### Dokumen Sumber

Makalah Politik, Pemberantasan Korupsi Dalam Sebuah Negara

PEMBAHASAN

2.1. Pengertian Korupsi
Menurut Fockema Andreae kata korupsi berasal dari bahasa Latin corruptio atau corruptus (Webster Student Dictionary: 1960). Selanjutnya corruptio berasal dari kata asal corrumpere, suatu kata latin yang lebih tua yang berarti busuk, rusak, menggoyahkan, memutarbalik, mengoyok.
Dari bahasa latin itulah turun ke banyak bahasa Eropa seperi Inggris, yaitu Corruption, corrupt; dan Belanda, yaitu corruptie (korruptie). Kita dapat memberanikan diri bahwa dari bahasa Belanda inilah kata korupsi berasal. Menurut transparency international adalah prilaku pejabat publik, baik politikus/politisi maupun pegawai negeri yang secara tidak wajar dan tidak legal memperkaya diri atau rekan saudaranya dengan menyalahgunakan kekuasaan publik yang dipercayakan kepadanya. Perbuatan korupsi mencakup unsur-unsur :
1. Melanggar hukum yang berlaku
2. Penyalahgunaan wewenang
3. Merugikan Negara
4. Memperkaya pribadi/diri sendiri
Dalam arti luas korupsi atau korupsi politis adalah penyalahgunaan jabatan resmi untuk keuntungan pribadi.

2.2. Sebab-sebab munculnya korupsi
Menurut Menteri Dalam Negeri Moh. Ma’ruf faktor-faktor penyebab korupsi di Indonesia dapat dikelompokkan menjadi 4 aspek yaitu:
1. Aspek prilaku individu, yaitu faktor-faktor internasl yang mendorongn seseorang melakukan korupsi seperti adanya sifat taka, moral yang kurang kuat menghadapi godaan, penghasilan yang tidak mencukupi kebutuhan hidup yang wajar, kebutuhan hidupa mendesak, gaya hidup konsumtif, malas atau tidak mau bekerja keras, serta tidak mengamalkan ajaran-ajaran agama secara benar.
2. Aspek organisasi, yaitu kurangya keteladanan dari pimpinan, kultur organisasi yang tidak benar, system akuntbilitas yang tidak memadai, kelemahan system pengendalian manajemen, manajeman cenderung menutupi perbuatan korusi yang terjadi dalam organisasi.

### Tugas Latihan 1
Tuliskan kembali persis bagian teks tentang pemberantasan korupsi, mulai dari kata-kata "Makalah Politik, Pemberantasan" dan berhenti setelah kata-kata "menggoyahkan, memutarbalik, mengoyok.".

### Data yang Diberikan
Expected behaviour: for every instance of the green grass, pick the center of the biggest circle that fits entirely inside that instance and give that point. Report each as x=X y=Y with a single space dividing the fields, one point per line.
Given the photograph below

* * *

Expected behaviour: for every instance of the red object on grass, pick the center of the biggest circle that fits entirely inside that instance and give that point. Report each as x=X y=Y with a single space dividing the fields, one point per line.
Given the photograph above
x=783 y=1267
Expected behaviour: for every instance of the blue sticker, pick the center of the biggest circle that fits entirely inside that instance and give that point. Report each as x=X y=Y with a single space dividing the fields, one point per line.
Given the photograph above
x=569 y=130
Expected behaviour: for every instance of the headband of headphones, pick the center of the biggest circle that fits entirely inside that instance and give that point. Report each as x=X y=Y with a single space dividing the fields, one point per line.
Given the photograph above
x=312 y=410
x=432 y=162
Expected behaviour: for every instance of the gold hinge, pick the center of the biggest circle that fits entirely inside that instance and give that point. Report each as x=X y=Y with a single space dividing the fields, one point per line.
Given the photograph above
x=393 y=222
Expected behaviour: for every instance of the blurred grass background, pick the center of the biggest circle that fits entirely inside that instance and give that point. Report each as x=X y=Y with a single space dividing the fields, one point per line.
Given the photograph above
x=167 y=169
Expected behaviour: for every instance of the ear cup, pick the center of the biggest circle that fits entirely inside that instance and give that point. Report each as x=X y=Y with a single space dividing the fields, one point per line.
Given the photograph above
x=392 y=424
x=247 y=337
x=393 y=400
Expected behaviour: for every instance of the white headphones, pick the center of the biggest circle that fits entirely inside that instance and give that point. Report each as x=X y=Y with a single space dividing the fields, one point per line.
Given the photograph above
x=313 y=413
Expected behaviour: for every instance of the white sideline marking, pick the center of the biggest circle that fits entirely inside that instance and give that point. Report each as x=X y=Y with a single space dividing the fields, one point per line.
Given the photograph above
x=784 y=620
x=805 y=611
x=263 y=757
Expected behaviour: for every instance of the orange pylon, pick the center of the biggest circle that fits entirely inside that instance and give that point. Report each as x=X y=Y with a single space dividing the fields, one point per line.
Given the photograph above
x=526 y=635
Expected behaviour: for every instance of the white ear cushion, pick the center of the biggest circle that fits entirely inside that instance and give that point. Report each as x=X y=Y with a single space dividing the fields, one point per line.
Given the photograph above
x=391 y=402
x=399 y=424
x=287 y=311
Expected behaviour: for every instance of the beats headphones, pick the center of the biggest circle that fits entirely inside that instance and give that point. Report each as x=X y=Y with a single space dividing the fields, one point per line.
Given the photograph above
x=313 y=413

### Tugas Latihan 2
Ganti "blue sticker" dengan "yellow sticker" pada baris-baris catatan yang dimulai dari baris yang memuat "Expected behaviour: for every instance of the blue" dan berakhir setelah baris yang memuat "x=569 y=130". Tuliskan hanya baris-baris tersebut tanpa perubahan lain.

### Hasil Latihan 1
Makalah Politik, Pemberantasan Korupsi Dalam Sebuah Negara

PEMBAHASAN

2.1. Pengertian Korupsi
Menurut Fockema Andreae kata korupsi berasal dari bahasa Latin corruptio atau corruptus (Webster Student Dictionary: 1960). Selanjutnya corruptio berasal dari kata asal corrumpere, suatu kata latin yang lebih tua yang berarti busuk, rusak, menggoyahkan, memutarbalik, mengoyok.

### Hasil Latihan 2
Expected behaviour: for every instance of the yellow sticker, pick the center of the biggest circle that fits entirely inside that instance and give that point. Report each as x=X y=Y with a single space dividing the fields, one point per line.
Given the photograph above
x=569 y=130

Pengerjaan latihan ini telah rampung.